### TRY IT
Find the word "branch" below. Copy each line that has it.

Records from a collection:

§

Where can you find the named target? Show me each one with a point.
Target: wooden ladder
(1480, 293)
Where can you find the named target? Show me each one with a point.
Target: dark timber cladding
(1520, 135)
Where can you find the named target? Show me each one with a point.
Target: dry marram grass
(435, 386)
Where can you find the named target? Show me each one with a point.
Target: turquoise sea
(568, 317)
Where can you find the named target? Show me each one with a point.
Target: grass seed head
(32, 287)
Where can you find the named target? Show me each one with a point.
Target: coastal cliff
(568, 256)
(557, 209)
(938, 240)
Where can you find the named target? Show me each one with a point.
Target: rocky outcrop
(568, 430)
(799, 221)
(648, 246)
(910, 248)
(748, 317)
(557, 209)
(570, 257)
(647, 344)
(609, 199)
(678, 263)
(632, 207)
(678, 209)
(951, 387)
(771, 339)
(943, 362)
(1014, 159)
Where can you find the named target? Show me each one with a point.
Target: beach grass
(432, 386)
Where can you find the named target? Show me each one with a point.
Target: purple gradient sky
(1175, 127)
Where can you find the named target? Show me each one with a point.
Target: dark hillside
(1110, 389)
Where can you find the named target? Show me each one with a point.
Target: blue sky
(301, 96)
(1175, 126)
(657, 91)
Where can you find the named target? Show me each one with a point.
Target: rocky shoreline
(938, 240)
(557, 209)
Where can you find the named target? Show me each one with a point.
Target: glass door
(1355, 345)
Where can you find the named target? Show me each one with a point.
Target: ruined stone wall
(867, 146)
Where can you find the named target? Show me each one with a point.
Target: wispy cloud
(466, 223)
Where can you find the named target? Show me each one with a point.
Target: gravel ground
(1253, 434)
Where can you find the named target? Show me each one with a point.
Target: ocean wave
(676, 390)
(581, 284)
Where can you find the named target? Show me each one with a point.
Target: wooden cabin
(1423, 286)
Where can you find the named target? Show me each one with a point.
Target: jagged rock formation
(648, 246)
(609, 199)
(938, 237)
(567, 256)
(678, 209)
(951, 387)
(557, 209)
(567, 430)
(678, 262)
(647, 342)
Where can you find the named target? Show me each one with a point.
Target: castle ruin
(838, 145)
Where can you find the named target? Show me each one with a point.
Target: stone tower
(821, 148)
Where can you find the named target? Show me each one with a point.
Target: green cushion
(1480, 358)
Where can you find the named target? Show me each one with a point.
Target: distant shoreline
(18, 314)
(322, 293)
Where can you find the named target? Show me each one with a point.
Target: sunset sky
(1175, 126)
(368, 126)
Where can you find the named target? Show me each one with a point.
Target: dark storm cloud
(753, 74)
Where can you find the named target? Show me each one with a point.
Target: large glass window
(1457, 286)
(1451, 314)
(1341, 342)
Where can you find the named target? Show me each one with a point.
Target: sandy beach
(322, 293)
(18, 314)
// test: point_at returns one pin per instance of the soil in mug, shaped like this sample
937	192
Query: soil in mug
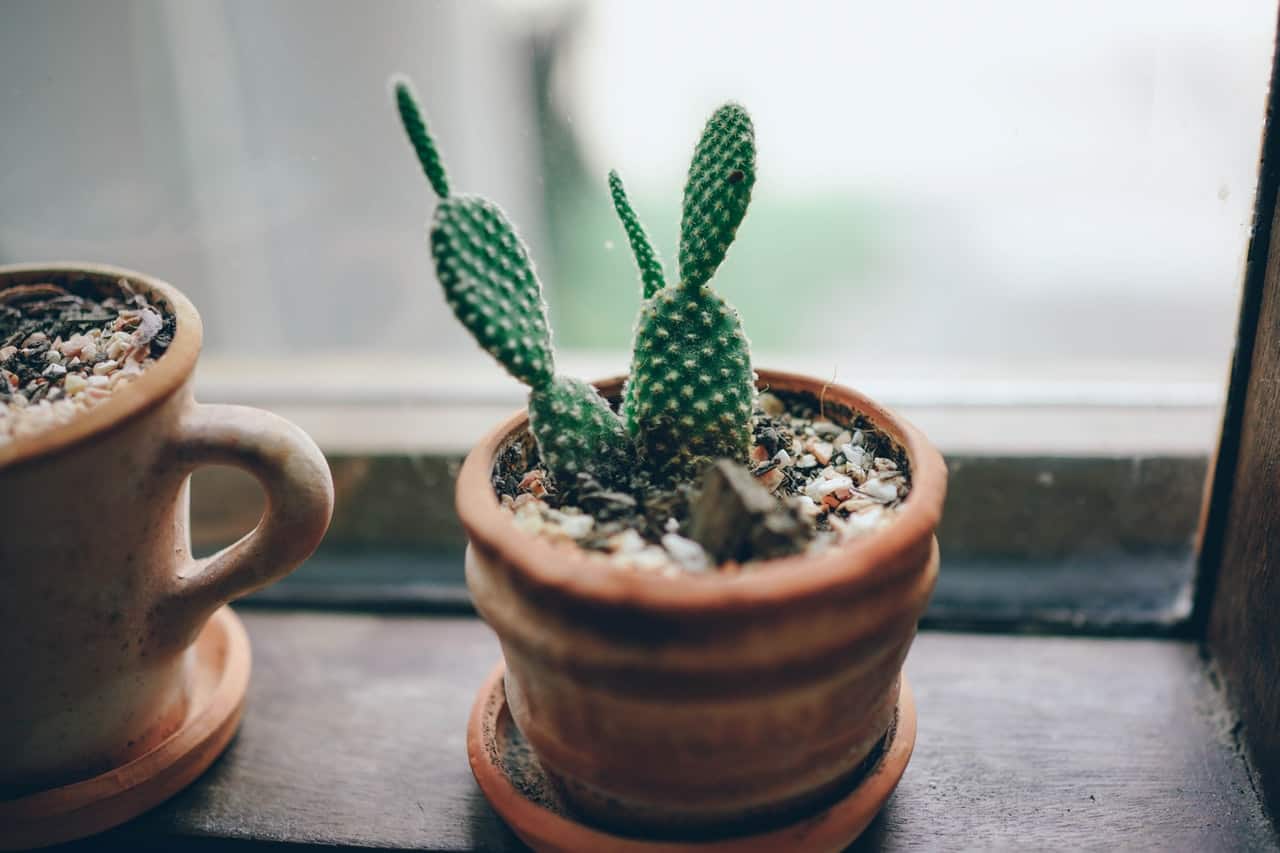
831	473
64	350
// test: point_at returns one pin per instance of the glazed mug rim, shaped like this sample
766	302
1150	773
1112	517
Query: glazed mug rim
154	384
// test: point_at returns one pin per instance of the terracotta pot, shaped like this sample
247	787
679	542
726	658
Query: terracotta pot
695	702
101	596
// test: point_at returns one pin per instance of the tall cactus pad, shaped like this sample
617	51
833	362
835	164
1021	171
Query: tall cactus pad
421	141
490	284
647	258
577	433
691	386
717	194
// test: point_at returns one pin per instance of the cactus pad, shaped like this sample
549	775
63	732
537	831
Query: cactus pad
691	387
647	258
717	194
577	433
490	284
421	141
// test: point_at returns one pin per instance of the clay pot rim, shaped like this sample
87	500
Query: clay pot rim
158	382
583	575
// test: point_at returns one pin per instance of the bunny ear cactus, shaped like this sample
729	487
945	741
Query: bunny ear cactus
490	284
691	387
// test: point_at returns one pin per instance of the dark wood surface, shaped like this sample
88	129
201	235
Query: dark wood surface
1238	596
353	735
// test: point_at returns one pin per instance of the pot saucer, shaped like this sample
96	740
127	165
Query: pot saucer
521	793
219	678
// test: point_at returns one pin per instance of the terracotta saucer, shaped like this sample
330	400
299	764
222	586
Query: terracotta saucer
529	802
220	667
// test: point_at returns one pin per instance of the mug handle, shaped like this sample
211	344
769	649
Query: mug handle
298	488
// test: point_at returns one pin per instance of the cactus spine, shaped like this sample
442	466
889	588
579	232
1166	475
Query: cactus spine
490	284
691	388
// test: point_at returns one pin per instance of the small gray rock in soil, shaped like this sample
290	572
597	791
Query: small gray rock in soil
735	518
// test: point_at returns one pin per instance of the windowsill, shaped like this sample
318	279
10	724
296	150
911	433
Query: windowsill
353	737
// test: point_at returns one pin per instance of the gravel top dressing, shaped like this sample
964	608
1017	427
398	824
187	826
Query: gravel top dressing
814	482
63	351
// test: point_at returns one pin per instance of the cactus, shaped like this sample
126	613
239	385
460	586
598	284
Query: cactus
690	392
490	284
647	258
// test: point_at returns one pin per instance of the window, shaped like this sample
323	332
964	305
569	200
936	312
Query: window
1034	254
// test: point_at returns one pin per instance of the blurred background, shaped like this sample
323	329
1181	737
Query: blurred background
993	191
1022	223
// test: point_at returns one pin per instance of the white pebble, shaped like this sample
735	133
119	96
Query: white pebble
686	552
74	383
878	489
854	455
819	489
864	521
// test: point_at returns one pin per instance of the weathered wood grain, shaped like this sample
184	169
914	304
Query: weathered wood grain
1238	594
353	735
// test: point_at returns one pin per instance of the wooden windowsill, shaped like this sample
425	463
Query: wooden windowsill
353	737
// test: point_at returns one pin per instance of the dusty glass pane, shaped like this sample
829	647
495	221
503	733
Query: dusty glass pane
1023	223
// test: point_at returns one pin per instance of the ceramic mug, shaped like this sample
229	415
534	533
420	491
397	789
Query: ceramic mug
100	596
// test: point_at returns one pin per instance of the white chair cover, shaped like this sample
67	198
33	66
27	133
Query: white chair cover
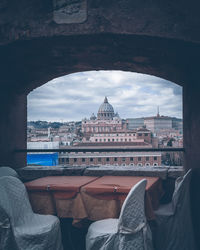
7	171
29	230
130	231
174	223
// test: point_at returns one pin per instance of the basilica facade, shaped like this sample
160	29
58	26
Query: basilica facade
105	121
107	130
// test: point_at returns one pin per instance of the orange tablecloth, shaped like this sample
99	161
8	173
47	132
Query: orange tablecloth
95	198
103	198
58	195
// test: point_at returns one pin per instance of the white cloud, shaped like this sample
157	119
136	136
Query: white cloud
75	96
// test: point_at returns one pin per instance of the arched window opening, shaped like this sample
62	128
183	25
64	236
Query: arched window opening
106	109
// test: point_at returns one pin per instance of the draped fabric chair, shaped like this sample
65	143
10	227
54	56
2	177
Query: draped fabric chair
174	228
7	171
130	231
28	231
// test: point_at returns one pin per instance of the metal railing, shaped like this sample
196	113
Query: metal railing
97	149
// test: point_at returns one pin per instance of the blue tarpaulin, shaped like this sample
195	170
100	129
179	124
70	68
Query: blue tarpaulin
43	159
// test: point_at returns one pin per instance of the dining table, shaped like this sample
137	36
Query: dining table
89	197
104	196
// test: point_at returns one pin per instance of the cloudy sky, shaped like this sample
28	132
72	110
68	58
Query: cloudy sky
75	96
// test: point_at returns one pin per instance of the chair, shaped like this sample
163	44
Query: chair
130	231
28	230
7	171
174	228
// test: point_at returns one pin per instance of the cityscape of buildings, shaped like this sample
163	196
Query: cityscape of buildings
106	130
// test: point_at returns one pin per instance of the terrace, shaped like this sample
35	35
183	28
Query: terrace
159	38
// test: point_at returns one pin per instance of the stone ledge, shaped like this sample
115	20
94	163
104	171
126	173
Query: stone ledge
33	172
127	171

§

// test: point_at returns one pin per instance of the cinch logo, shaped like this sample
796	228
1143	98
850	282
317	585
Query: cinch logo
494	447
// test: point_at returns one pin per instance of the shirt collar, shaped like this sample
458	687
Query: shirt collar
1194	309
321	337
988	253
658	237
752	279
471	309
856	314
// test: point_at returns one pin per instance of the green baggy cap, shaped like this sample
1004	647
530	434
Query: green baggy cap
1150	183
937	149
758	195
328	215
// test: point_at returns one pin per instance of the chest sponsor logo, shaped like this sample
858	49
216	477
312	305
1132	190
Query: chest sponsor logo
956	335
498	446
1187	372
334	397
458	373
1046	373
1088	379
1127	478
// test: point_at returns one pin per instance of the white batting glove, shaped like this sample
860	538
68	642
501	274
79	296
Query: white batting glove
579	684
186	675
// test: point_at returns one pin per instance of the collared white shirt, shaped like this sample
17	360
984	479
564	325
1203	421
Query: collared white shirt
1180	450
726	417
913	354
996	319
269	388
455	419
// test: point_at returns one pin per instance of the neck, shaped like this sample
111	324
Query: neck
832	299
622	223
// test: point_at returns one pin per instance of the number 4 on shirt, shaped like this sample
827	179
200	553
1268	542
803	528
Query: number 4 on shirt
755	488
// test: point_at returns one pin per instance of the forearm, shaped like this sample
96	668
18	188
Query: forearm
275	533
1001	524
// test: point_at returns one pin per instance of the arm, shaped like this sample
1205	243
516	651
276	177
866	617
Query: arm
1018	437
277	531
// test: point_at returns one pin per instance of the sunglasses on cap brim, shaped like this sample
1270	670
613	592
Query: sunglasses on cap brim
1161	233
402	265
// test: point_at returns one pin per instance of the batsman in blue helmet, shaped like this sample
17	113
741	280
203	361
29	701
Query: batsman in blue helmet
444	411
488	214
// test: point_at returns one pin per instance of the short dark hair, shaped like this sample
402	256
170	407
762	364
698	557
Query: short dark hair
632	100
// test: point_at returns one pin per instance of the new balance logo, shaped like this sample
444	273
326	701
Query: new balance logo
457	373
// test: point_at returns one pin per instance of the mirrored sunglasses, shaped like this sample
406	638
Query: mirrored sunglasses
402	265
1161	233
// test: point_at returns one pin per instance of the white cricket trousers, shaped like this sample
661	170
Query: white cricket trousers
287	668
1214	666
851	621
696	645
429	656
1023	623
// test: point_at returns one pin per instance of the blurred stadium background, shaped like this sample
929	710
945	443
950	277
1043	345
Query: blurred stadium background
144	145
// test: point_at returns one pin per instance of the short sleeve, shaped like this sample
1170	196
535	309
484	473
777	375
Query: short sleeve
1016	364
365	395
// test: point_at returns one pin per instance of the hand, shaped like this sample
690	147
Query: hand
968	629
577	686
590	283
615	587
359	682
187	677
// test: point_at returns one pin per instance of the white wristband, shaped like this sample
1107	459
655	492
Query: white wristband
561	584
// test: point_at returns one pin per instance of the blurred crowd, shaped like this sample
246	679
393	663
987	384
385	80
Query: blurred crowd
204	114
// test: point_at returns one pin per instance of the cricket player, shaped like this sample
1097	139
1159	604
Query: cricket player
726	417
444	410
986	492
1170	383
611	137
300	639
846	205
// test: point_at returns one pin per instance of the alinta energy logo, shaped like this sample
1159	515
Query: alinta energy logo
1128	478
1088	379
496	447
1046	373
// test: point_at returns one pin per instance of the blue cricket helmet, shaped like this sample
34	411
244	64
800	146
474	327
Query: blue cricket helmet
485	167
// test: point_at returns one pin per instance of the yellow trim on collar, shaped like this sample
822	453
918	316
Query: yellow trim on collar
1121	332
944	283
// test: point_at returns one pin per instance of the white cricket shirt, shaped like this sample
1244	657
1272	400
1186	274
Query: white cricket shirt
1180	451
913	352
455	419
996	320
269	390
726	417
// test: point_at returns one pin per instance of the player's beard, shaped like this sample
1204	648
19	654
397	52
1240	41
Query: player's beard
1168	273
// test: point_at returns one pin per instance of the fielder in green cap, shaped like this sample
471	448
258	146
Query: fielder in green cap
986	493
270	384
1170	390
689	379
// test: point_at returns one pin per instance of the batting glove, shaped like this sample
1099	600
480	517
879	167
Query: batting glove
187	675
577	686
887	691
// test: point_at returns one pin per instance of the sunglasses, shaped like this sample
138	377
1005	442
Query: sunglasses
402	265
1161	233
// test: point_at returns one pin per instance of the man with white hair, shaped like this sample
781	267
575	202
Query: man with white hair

§

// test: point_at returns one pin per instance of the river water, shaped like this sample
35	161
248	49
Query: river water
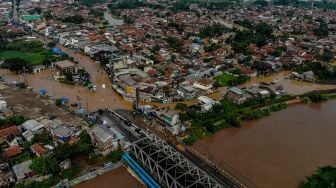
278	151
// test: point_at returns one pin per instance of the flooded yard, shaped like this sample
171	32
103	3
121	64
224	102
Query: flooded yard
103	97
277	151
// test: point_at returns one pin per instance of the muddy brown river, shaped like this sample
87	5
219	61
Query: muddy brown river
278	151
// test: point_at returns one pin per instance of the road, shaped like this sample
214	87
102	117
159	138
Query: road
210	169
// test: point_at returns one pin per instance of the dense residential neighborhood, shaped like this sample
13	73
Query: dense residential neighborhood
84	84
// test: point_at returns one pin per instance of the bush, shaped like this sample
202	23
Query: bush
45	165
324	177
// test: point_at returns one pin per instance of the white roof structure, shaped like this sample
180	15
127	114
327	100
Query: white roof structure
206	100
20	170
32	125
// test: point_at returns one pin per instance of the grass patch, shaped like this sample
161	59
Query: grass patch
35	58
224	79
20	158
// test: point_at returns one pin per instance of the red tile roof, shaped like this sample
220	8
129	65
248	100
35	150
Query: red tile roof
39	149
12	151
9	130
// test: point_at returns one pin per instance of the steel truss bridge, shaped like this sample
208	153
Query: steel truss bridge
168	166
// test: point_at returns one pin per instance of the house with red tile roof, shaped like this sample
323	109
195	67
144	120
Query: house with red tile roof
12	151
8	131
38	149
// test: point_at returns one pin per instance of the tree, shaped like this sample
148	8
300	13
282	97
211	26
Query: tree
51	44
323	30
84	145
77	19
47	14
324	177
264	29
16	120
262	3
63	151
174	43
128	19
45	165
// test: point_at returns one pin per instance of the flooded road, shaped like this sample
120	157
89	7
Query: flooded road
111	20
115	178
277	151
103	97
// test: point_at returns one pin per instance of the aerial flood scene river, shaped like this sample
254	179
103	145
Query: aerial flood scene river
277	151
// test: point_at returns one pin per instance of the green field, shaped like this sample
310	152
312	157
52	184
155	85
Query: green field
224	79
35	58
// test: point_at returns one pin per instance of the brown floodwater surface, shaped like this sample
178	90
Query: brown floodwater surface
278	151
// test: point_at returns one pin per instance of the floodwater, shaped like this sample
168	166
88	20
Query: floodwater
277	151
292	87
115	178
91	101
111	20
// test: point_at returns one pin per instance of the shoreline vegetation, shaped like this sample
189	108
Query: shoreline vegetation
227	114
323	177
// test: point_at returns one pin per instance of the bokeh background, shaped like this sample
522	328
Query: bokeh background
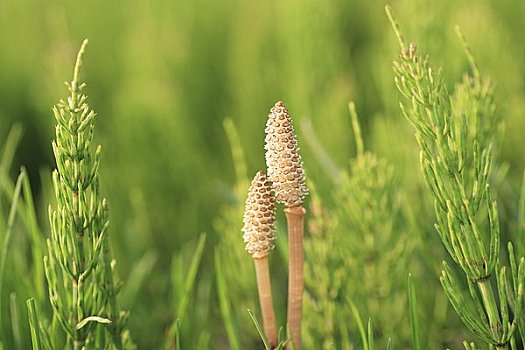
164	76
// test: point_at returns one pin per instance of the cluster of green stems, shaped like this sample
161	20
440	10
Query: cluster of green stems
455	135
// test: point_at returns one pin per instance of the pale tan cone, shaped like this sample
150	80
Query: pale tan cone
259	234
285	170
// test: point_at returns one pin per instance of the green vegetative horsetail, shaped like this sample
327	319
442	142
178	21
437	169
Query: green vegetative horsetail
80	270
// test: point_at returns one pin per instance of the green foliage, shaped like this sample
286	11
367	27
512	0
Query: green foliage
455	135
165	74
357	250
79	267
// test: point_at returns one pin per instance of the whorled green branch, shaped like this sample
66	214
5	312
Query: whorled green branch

§

### RESULT
// test: point_at returns one pin per instance of the whorled green branch, shaped like this sample
Query: whorled green branch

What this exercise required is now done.